Dataset items:
"""
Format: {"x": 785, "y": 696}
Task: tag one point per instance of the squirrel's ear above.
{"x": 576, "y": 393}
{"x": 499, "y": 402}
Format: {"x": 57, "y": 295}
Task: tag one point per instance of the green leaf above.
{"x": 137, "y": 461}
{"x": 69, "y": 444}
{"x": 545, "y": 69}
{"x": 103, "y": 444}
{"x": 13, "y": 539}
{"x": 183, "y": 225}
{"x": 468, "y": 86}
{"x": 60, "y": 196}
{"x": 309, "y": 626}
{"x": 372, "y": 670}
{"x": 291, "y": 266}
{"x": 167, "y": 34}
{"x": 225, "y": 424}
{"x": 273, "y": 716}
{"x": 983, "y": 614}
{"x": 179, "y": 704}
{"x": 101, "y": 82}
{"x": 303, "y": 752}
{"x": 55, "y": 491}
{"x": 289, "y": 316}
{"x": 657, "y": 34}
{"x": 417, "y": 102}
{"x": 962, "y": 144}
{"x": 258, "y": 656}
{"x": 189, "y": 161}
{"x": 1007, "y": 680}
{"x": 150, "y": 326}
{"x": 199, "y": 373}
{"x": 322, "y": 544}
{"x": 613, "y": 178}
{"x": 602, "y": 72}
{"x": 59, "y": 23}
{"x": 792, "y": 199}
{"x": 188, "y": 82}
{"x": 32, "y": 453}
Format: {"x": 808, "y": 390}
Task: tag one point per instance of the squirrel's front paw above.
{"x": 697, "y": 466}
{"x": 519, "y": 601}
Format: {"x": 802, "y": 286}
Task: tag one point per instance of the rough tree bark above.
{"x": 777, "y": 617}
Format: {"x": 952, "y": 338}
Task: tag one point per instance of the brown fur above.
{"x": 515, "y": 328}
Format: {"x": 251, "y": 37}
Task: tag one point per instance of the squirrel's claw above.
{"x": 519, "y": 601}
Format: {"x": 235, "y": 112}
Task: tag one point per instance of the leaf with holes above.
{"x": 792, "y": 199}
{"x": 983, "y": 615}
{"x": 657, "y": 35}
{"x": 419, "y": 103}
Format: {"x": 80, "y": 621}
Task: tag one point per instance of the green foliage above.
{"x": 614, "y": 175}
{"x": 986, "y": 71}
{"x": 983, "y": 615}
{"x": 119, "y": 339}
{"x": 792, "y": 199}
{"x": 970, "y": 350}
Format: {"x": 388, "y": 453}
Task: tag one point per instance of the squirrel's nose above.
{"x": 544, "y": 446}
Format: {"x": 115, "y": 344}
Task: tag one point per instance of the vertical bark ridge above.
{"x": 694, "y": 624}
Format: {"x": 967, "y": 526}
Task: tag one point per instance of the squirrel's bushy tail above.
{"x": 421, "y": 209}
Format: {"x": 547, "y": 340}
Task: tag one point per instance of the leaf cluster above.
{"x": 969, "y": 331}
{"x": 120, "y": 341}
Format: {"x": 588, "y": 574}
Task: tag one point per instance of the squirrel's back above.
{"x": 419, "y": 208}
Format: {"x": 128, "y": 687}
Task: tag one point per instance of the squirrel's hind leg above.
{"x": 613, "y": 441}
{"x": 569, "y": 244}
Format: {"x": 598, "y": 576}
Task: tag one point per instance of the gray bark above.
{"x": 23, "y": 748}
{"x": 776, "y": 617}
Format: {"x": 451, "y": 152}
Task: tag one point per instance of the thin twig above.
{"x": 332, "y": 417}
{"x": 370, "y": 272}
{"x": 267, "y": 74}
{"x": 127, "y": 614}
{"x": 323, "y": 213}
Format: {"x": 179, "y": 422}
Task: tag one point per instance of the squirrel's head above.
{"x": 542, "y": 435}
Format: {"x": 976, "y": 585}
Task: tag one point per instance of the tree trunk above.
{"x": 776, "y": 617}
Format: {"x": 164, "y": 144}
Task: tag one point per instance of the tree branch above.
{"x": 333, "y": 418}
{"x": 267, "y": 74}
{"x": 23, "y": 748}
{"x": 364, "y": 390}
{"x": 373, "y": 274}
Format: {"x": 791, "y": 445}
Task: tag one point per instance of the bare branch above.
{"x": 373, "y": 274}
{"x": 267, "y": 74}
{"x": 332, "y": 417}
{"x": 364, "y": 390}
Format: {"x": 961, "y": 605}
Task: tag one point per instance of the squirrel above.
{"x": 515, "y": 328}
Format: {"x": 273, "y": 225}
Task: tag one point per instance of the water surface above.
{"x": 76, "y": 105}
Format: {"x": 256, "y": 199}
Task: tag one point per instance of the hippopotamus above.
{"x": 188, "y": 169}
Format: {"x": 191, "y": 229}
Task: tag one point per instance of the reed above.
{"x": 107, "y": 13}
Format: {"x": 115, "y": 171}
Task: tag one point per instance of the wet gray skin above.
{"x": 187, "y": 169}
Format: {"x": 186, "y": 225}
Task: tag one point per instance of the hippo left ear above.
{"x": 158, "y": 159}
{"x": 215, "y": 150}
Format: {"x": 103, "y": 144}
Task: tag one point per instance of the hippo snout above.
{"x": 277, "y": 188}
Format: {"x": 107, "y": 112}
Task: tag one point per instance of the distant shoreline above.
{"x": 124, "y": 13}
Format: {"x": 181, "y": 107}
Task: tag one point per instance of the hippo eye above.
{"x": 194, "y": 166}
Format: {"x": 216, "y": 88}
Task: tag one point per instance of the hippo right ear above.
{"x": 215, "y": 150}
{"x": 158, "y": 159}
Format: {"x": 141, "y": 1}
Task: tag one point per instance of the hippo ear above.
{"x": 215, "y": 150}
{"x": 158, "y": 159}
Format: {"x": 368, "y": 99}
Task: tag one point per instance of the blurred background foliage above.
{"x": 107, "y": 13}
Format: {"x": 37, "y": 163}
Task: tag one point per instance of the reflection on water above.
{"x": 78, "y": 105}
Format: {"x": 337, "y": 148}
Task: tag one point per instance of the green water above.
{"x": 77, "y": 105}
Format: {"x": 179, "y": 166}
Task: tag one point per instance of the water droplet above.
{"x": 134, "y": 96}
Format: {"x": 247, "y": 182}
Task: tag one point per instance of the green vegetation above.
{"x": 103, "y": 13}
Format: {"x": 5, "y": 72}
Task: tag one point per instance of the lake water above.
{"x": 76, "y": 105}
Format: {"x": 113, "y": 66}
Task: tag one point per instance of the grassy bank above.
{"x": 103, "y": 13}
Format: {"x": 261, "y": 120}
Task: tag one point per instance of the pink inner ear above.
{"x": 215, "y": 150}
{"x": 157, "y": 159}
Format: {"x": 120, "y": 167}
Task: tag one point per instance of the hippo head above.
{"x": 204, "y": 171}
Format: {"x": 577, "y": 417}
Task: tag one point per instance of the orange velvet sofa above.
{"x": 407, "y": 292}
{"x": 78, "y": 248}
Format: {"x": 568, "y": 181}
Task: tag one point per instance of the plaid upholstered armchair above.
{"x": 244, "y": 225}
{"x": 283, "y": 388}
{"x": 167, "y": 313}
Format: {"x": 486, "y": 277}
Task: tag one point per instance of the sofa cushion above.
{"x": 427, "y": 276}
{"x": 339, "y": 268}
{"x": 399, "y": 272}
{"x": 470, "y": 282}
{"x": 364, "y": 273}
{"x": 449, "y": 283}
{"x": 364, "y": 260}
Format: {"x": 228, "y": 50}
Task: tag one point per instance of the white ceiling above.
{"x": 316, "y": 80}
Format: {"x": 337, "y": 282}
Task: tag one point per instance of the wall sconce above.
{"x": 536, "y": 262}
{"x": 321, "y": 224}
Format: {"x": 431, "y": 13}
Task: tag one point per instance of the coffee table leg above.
"""
Word for word, transcribe the data shown above.

→ **Exercise result**
Format: {"x": 785, "y": 696}
Task: tag one point per instance of the squirrel's ear above.
{"x": 576, "y": 393}
{"x": 499, "y": 402}
Format: {"x": 57, "y": 295}
Task: tag one point per instance of the green leaf above.
{"x": 137, "y": 461}
{"x": 69, "y": 444}
{"x": 545, "y": 69}
{"x": 103, "y": 444}
{"x": 13, "y": 539}
{"x": 183, "y": 225}
{"x": 468, "y": 86}
{"x": 60, "y": 196}
{"x": 309, "y": 626}
{"x": 372, "y": 670}
{"x": 291, "y": 266}
{"x": 167, "y": 34}
{"x": 225, "y": 424}
{"x": 273, "y": 716}
{"x": 983, "y": 614}
{"x": 179, "y": 704}
{"x": 101, "y": 82}
{"x": 303, "y": 752}
{"x": 55, "y": 491}
{"x": 289, "y": 316}
{"x": 657, "y": 34}
{"x": 417, "y": 102}
{"x": 962, "y": 144}
{"x": 258, "y": 656}
{"x": 189, "y": 161}
{"x": 1007, "y": 680}
{"x": 150, "y": 326}
{"x": 199, "y": 373}
{"x": 322, "y": 544}
{"x": 613, "y": 178}
{"x": 602, "y": 72}
{"x": 59, "y": 23}
{"x": 792, "y": 199}
{"x": 188, "y": 82}
{"x": 32, "y": 453}
Format: {"x": 808, "y": 390}
Task: tag one point per instance of the squirrel's front paw above.
{"x": 697, "y": 466}
{"x": 519, "y": 601}
Format: {"x": 802, "y": 286}
Task: tag one point per instance of the rough tree bark above.
{"x": 777, "y": 617}
Format: {"x": 952, "y": 338}
Task: tag one point per instance of the brown fur above.
{"x": 515, "y": 328}
Format: {"x": 251, "y": 37}
Task: tag one point per instance of the squirrel's claw above.
{"x": 519, "y": 601}
Format: {"x": 235, "y": 112}
Task: tag one point per instance of the leaf with holes above.
{"x": 792, "y": 199}
{"x": 983, "y": 615}
{"x": 657, "y": 35}
{"x": 419, "y": 103}
Format: {"x": 80, "y": 621}
Task: tag one point per instance of the green foliage above.
{"x": 614, "y": 175}
{"x": 986, "y": 71}
{"x": 983, "y": 615}
{"x": 119, "y": 339}
{"x": 792, "y": 199}
{"x": 970, "y": 350}
Format: {"x": 388, "y": 453}
Task: tag one point per instance of the squirrel's nose above.
{"x": 544, "y": 446}
Format: {"x": 115, "y": 344}
Task: tag one point per instance of the vertical bark ridge above.
{"x": 694, "y": 624}
Format: {"x": 967, "y": 526}
Task: tag one point per instance of the squirrel's bushy tail above.
{"x": 421, "y": 209}
Format: {"x": 547, "y": 340}
Task: tag one point per instance of the leaf cluster above.
{"x": 969, "y": 331}
{"x": 120, "y": 341}
Format: {"x": 588, "y": 574}
Task: tag one point per instance of the squirrel's back above.
{"x": 419, "y": 208}
Format: {"x": 128, "y": 687}
Task: tag one point per instance of the squirrel's hind leg above.
{"x": 613, "y": 441}
{"x": 569, "y": 244}
Format: {"x": 598, "y": 576}
Task: tag one point per instance of the gray bark above.
{"x": 23, "y": 748}
{"x": 776, "y": 617}
Format: {"x": 451, "y": 152}
Task: tag one point per instance of the thin twig above.
{"x": 332, "y": 417}
{"x": 370, "y": 272}
{"x": 267, "y": 74}
{"x": 127, "y": 614}
{"x": 323, "y": 213}
Format: {"x": 179, "y": 422}
Task: tag one point per instance of the squirrel's head above.
{"x": 542, "y": 435}
Format: {"x": 976, "y": 585}
Task: tag one point per instance of the tree trunk above.
{"x": 776, "y": 617}
Format: {"x": 164, "y": 144}
Task: tag one point per instance of the tree branch above.
{"x": 333, "y": 418}
{"x": 267, "y": 74}
{"x": 23, "y": 748}
{"x": 364, "y": 390}
{"x": 373, "y": 274}
Format: {"x": 791, "y": 445}
Task: tag one point per instance of the bare branch above.
{"x": 373, "y": 274}
{"x": 267, "y": 74}
{"x": 332, "y": 417}
{"x": 364, "y": 390}
Format: {"x": 961, "y": 605}
Task: tag one point per instance of the squirrel above.
{"x": 515, "y": 328}
Format: {"x": 273, "y": 225}
Task: tag one point per instance of the water surface above.
{"x": 76, "y": 105}
Format: {"x": 256, "y": 199}
Task: tag one point per instance of the hippopotamus above.
{"x": 188, "y": 169}
Format: {"x": 191, "y": 229}
Task: tag one point per instance of the reed above.
{"x": 107, "y": 13}
Format: {"x": 115, "y": 171}
Task: tag one point per instance of the wet gray skin above.
{"x": 187, "y": 169}
Format: {"x": 186, "y": 225}
Task: tag one point per instance of the hippo left ear above.
{"x": 158, "y": 159}
{"x": 215, "y": 150}
Format: {"x": 103, "y": 144}
Task: tag one point per instance of the hippo snout above.
{"x": 277, "y": 188}
Format: {"x": 107, "y": 112}
Task: tag one point per instance of the distant shoreline above.
{"x": 124, "y": 13}
Format: {"x": 181, "y": 107}
Task: tag one point per instance of the hippo eye above.
{"x": 194, "y": 166}
Format: {"x": 216, "y": 88}
Task: tag one point per instance of the hippo right ear above.
{"x": 215, "y": 150}
{"x": 158, "y": 159}
Format: {"x": 141, "y": 1}
Task: tag one point per instance of the hippo ear above.
{"x": 215, "y": 150}
{"x": 158, "y": 159}
Format: {"x": 368, "y": 99}
Task: tag one point per instance of the blurred background foliage above.
{"x": 107, "y": 13}
Format: {"x": 37, "y": 163}
Task: tag one point per instance of the reflection on water above.
{"x": 78, "y": 105}
Format: {"x": 337, "y": 148}
Task: tag one point per instance of the green water above.
{"x": 77, "y": 105}
Format: {"x": 179, "y": 166}
Task: tag one point per instance of the water droplet above.
{"x": 134, "y": 96}
Format: {"x": 247, "y": 182}
Task: tag one point per instance of the green vegetation above.
{"x": 103, "y": 13}
Format: {"x": 5, "y": 72}
Task: tag one point per instance of the lake water above.
{"x": 76, "y": 105}
Format: {"x": 113, "y": 66}
Task: tag one point per instance of the grassy bank above.
{"x": 103, "y": 13}
Format: {"x": 261, "y": 120}
Task: tag one point per instance of the pink inner ear above.
{"x": 215, "y": 150}
{"x": 157, "y": 159}
Format: {"x": 120, "y": 167}
Task: tag one point per instance of the hippo head above.
{"x": 204, "y": 171}
Format: {"x": 577, "y": 417}
Task: tag one point per instance of the orange velvet sofa above.
{"x": 407, "y": 292}
{"x": 78, "y": 248}
Format: {"x": 568, "y": 181}
Task: tag one point per instance of the plaid upholstered armchair above.
{"x": 244, "y": 225}
{"x": 283, "y": 388}
{"x": 167, "y": 313}
Format: {"x": 486, "y": 277}
Task: tag one point per instance of the sofa cushion above.
{"x": 427, "y": 276}
{"x": 339, "y": 268}
{"x": 399, "y": 272}
{"x": 470, "y": 282}
{"x": 364, "y": 273}
{"x": 449, "y": 283}
{"x": 364, "y": 260}
Format: {"x": 228, "y": 50}
Task: tag one point per instance of the white ceiling above.
{"x": 316, "y": 80}
Format: {"x": 337, "y": 282}
Task: tag one point per instance of the wall sconce above.
{"x": 536, "y": 262}
{"x": 321, "y": 224}
Format: {"x": 431, "y": 13}
Task: tag one point per instance of the coffee table leg above.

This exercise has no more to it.